### Work to do
1. From the article on Armchair Books, list every kind of item the kids' corner is said to be stocked with.
2. Proceed with the article on Armchair Books, picking up after its final sentence.

### Text passage
---------------

Creating literary loyalty for the independent bookshop

Whistler Question
December 7, 2016
By: Michelle Ratcliffe
Make business easy — tune in to The Big Idea, a bi-weekly column from the Whistler Chamber of Commerce showcasing a Whistler business innovating in their sector

The wall-to-wall shelves of Dan Ellis’s timeless bookshop in the heart of Whistler Village have been well stocked since 1982. As a family owned and operated business, it’s not just the location of Armchair Books that has stood the test of time — the philosophy at the heart of this business has always been to treat every customer like a dear friend.

Ellis has kept a loyal following of bookworms and ski bunnies by making them feel at home and comfortable with authentic and highly personalized service.

“No pressure sales, just a genuine “hello” and let them make themselves comfortable. And when they need our assistance we attend to them with the same care you would if a friend asked you for a big favour.” said Ellis.

Fresh, current and a little quirky

The same care and attention is channelled into a sophisticated selection of novels, cookbooks, travel guides, magazines and a carefully curated collection of greeting cards.

“No one will come in (friends included), unless you have something good to offer. We strive to create an interesting and fun mix of books, cards and kids stuff,” said Ellis.

Shoppers can find shelves of unique reads and special attention given to local authors. The kids’ corner is stocked with puzzles, games, storybooks, fantasy adventures and epic series to entertain budding bookworms.

---------------

[Point annotation records]

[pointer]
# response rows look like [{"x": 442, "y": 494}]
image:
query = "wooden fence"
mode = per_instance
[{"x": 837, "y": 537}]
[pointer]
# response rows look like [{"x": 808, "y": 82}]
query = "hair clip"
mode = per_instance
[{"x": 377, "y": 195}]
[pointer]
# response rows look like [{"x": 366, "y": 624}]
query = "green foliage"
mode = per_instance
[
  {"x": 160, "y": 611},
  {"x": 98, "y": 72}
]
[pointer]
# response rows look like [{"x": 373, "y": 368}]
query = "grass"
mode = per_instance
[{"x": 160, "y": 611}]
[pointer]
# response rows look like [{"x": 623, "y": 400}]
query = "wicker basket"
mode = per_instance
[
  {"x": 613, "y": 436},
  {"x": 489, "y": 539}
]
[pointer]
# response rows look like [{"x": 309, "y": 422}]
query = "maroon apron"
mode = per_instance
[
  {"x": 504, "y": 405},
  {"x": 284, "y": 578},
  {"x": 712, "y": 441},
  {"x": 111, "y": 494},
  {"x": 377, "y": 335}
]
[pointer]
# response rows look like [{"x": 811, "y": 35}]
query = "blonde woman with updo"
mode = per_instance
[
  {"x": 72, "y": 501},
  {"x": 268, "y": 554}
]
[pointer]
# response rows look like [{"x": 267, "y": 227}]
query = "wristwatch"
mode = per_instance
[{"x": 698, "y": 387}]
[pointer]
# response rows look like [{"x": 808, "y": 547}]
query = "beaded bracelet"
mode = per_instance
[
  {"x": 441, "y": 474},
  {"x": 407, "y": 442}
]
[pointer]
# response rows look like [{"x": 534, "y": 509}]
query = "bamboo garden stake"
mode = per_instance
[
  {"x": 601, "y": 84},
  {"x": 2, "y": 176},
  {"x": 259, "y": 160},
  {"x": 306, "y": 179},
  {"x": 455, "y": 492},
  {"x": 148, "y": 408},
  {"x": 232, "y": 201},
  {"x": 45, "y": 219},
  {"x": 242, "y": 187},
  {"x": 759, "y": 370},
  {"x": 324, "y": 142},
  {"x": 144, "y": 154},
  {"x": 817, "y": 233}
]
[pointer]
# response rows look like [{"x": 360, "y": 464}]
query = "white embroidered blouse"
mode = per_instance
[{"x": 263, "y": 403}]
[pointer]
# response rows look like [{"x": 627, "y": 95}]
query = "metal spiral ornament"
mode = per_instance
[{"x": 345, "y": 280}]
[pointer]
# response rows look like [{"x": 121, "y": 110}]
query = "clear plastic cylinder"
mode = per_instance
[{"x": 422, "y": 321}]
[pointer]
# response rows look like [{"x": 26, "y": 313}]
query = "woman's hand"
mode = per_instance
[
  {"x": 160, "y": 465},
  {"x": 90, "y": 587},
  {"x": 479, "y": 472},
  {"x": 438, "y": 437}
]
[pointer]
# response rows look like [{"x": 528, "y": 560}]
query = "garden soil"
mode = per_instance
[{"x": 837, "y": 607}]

---------------

### Replies
1. puzzles, games, storybooks, fantasy adventures, epic series

2.
“We often hear from visitors that we have a great selection for such a small space, which is immensely gratifying,” said Ellis. “We try to keep our selection fresh and current, and sometimes a little quirky. Our kids’ section, in particular, with so many families living here and visiting here, receives a lot of attention.”

Routing readers in the right direction

As one would expect, this bookseller and his literature-loving team are often asked for assistance finding a special book or to offer a recommendation for a perfect read. Ellis has two simple, yet essential practices that are key to these regular requests. First, when a customer inquires about a book, Ellis and his team always fetch the selection for the customer or walk them to the book. Second, they ask thoughtful questions to find out precisely what the customer is interested in, so they can make meaningful reading recommendations.

“With a few initial questions to the customer, we can determine what they are specifically interested in, and we can then use our experience to suggest an appropriate book choice,” said Ellis.

Being respectful of his customers’ time and distinctive interests means that whether finding a certain book or helping with a recommendation, guests in the store are never left guessing.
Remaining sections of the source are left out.